(GIVEN PROBLEM): Copy the entire listing below, including its requests, and scale every number in the completed outlines (the viewBox values and the path coordinates) by 2.45, rounding each result to a whole number with halves rounded up. Leave the numbers in the requests and in the format sample unchanged.

Region labeling listing
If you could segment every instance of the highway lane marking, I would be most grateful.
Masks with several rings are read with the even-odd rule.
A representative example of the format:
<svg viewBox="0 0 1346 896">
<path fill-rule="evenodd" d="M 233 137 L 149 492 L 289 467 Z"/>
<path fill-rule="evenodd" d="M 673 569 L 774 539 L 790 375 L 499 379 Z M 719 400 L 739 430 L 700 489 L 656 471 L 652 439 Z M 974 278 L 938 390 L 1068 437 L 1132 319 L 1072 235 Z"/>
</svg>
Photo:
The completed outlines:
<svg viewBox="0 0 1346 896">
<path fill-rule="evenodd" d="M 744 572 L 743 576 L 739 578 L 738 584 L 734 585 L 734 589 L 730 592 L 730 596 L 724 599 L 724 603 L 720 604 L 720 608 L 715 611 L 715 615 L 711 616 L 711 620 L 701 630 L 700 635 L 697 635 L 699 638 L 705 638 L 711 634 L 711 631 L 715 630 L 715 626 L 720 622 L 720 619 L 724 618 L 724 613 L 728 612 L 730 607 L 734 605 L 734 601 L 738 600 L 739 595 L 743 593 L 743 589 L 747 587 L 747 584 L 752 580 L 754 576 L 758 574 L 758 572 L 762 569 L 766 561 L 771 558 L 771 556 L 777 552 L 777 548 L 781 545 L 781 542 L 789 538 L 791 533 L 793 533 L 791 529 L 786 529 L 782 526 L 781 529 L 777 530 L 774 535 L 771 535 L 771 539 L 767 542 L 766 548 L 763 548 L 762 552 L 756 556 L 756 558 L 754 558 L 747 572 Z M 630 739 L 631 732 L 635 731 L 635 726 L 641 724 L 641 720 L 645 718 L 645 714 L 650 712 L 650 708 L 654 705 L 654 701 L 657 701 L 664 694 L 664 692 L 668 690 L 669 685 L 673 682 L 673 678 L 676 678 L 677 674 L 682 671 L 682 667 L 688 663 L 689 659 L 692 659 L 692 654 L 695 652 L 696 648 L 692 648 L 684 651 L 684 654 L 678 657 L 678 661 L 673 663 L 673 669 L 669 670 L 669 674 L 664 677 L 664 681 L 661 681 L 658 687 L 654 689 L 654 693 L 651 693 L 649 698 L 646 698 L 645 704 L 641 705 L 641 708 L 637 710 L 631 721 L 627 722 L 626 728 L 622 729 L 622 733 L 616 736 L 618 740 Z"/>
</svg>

(TASK RESPONSE):
If you could segment every instance of the highway lane marking, I would be most grateful.
Masks with several rings are read with the even-odd rule.
A representative example of the format:
<svg viewBox="0 0 1346 896">
<path fill-rule="evenodd" d="M 233 137 L 149 492 L 289 467 Z"/>
<path fill-rule="evenodd" d="M 673 569 L 774 539 L 790 375 L 499 379 Z M 719 400 L 739 430 L 700 489 L 656 471 L 652 439 Z M 974 278 L 938 390 L 1068 437 L 1132 319 L 1072 235 Z"/>
</svg>
Photo:
The completed outlines:
<svg viewBox="0 0 3298 2195">
<path fill-rule="evenodd" d="M 1823 1401 L 1820 1411 L 1811 1416 L 1808 1431 L 1798 1433 L 1798 1443 L 1789 1450 L 1789 1460 L 1774 1468 L 1774 1477 L 1764 1480 L 1764 1490 L 1752 1497 L 1752 1507 L 1742 1509 L 1742 1519 L 1717 1544 L 1715 1556 L 1708 1556 L 1713 1563 L 1727 1563 L 1742 1553 L 1742 1546 L 1752 1544 L 1752 1534 L 1764 1524 L 1764 1517 L 1774 1514 L 1774 1502 L 1784 1499 L 1789 1487 L 1798 1482 L 1798 1472 L 1808 1470 L 1811 1458 L 1820 1453 L 1820 1443 L 1830 1438 L 1830 1431 L 1842 1421 L 1847 1411 L 1857 1406 L 1857 1401 L 1867 1394 L 1877 1374 L 1889 1367 L 1889 1362 L 1904 1352 L 1904 1343 L 1913 1335 L 1913 1328 L 1933 1318 L 1938 1306 L 1943 1306 L 1938 1296 L 1926 1296 L 1916 1289 L 1913 1296 L 1904 1299 L 1896 1311 L 1889 1311 L 1889 1321 L 1879 1328 L 1877 1343 L 1869 1343 L 1867 1352 L 1852 1362 L 1852 1367 L 1847 1367 L 1830 1401 Z M 1544 1811 L 1546 1793 L 1556 1791 L 1556 1779 L 1570 1774 L 1570 1764 L 1580 1759 L 1580 1749 L 1593 1744 L 1593 1735 L 1602 1727 L 1602 1717 L 1610 1717 L 1627 1700 L 1627 1695 L 1637 1691 L 1639 1678 L 1649 1671 L 1649 1661 L 1656 1661 L 1659 1651 L 1671 1644 L 1671 1634 L 1686 1624 L 1688 1615 L 1695 1615 L 1695 1602 L 1703 1597 L 1705 1588 L 1695 1588 L 1676 1595 L 1676 1602 L 1661 1610 L 1661 1619 L 1649 1624 L 1649 1639 L 1639 1642 L 1639 1651 L 1627 1659 L 1627 1668 L 1619 1668 L 1612 1683 L 1602 1688 L 1602 1698 L 1595 1698 L 1590 1710 L 1583 1710 L 1580 1725 L 1570 1727 L 1570 1735 L 1561 1740 L 1546 1766 L 1536 1769 L 1534 1784 L 1524 1786 L 1524 1796 L 1509 1803 L 1514 1813 Z"/>
</svg>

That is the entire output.